### Problem
Each line of the data must be written out again verbatim; no image belongs in the copy.

================

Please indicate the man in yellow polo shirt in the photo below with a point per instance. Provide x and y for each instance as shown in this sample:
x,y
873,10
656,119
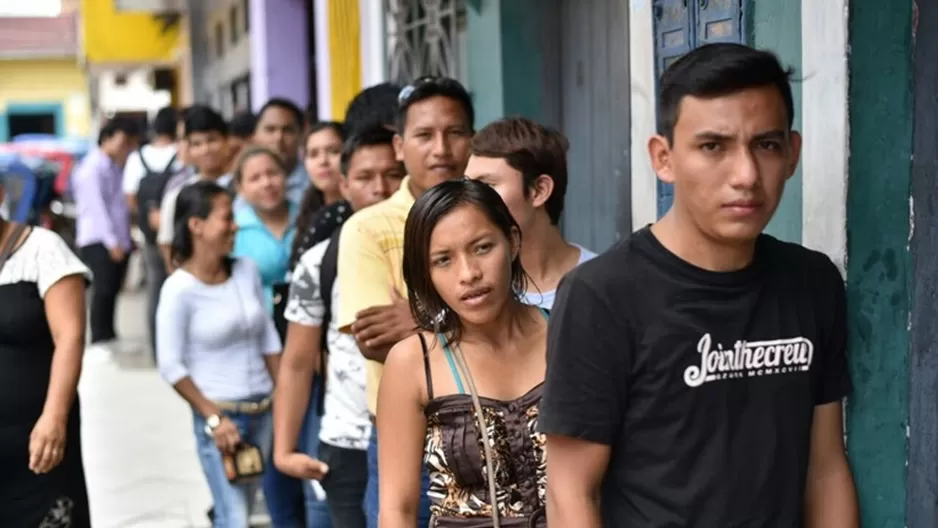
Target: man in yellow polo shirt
x,y
434,124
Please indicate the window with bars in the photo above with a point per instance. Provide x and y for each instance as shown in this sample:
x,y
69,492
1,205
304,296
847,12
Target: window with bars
x,y
219,39
683,25
426,37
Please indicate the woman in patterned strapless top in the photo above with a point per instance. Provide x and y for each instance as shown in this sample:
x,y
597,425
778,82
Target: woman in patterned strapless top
x,y
464,280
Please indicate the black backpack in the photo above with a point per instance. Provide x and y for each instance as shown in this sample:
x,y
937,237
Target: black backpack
x,y
150,194
328,269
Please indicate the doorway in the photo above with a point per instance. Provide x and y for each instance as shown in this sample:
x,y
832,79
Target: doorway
x,y
38,123
594,115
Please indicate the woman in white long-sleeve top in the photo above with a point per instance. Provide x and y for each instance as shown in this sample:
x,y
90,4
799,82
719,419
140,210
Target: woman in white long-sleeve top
x,y
216,344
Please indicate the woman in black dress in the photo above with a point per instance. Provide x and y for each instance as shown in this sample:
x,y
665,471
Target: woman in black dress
x,y
42,336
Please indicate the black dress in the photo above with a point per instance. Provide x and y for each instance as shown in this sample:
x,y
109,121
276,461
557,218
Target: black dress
x,y
57,499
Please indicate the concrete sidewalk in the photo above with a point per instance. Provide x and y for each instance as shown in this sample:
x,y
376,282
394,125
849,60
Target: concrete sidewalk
x,y
140,460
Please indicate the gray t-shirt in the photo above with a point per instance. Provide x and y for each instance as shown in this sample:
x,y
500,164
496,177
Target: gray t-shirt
x,y
217,334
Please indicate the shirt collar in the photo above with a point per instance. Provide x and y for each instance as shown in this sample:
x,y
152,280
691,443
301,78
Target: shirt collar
x,y
403,196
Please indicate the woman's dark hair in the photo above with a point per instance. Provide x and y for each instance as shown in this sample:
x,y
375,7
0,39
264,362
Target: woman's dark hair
x,y
242,125
716,70
429,309
319,126
194,201
312,199
164,123
428,87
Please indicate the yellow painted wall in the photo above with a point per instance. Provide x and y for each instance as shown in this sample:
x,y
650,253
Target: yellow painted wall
x,y
344,54
110,36
48,81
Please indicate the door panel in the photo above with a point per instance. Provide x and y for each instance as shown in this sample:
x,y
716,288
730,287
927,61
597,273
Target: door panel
x,y
683,25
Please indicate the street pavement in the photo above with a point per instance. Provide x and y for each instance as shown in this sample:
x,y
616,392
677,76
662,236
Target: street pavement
x,y
139,450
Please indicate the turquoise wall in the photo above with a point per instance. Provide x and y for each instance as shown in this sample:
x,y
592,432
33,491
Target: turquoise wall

================

### Problem solution
Please indicate the man in yellow polo shirt in the photo below with a point per instance. Provide x and y for each instance as shown in this sample:
x,y
873,10
656,119
Target: man in yellow polo shirt
x,y
434,124
Please indicate the window with bars in the photo above with a point per instance. Provide x and y for each instance as shown in this sample:
x,y
69,492
1,205
304,296
847,12
Target: window with bars
x,y
219,39
683,25
426,37
Please indicate the woman in patterned strapless top in the photo above with a point per instance. Provide x and y for each instance as shown in this sample:
x,y
597,425
778,82
Target: woman in patterned strapless top
x,y
464,280
Please indicate the black backpack in the photo above with a point per instance. Provide x and y for each instance as shown in this sample:
x,y
937,237
Target: black backpack
x,y
150,194
328,269
Please indicate the doorway in the photo above with a point per instance. Provide x and y for each instance as shown in this sample:
x,y
832,79
Target: doorway
x,y
38,123
594,115
Please indicate the woman in white long-sleeve top in the photo above with a point per instance. Provide x and y for each instance as shown in this sample:
x,y
90,4
799,82
719,419
140,210
Target: woman in white long-sleeve top
x,y
216,344
Please indicate the woman in black dress in the photo above with a point per instance. Provide x and y for each instance as shown in this sample:
x,y
665,471
Target: woman in black dress
x,y
42,336
Please indicate the black dress in the photo above with a point per instance. Provide x and y for each instance as shown in this sample:
x,y
109,121
276,461
557,218
Target: black dress
x,y
57,499
Please indicate the concrete sidewalk in the photo above with a point per instance. Provide x and y for each instance as shown in this sample:
x,y
376,282
394,125
849,60
Target: concrete sidewalk
x,y
140,460
Please indicate the gray t-shirt in the photo above with a point per instance. Provide x and y for each instance as shown in this sample:
x,y
500,164
496,177
Target: gray t-shirt
x,y
217,334
Please indicate the shirt collar in the photo above with a point per instance. Provide x and y for each instance as shown in this sample:
x,y
152,280
691,443
301,78
Target: shirt collar
x,y
403,196
Please indicate the woman's dark hair in the photo above with a point per instance. Provide x and y for each instance as shown in this sample:
x,y
375,7
0,39
264,362
Target: woman's dark hair
x,y
242,125
716,70
429,309
319,126
194,201
312,199
164,123
428,87
Please indicate the yellow painted wall in the photo above with a point per instance. Provide x and y for each instance as shown in this sample:
x,y
650,253
Target: yellow painted wall
x,y
344,54
110,36
48,81
Please indicate the door panel in the photo above with a point per instance. Provide x and y for each instance as shown in this sample:
x,y
716,288
730,287
927,61
597,273
Target: door panel
x,y
683,25
Please indicate the street pavement in the photo above with a point per instance. Provide x and y for each instance as shown in this sample:
x,y
616,392
677,76
662,236
Target: street pavement
x,y
139,450
Please indicate the turquoise wall in the photo above with a point per instance. Provide x and y for each instance as shown in this sample:
x,y
592,432
33,491
Target: turquoise wall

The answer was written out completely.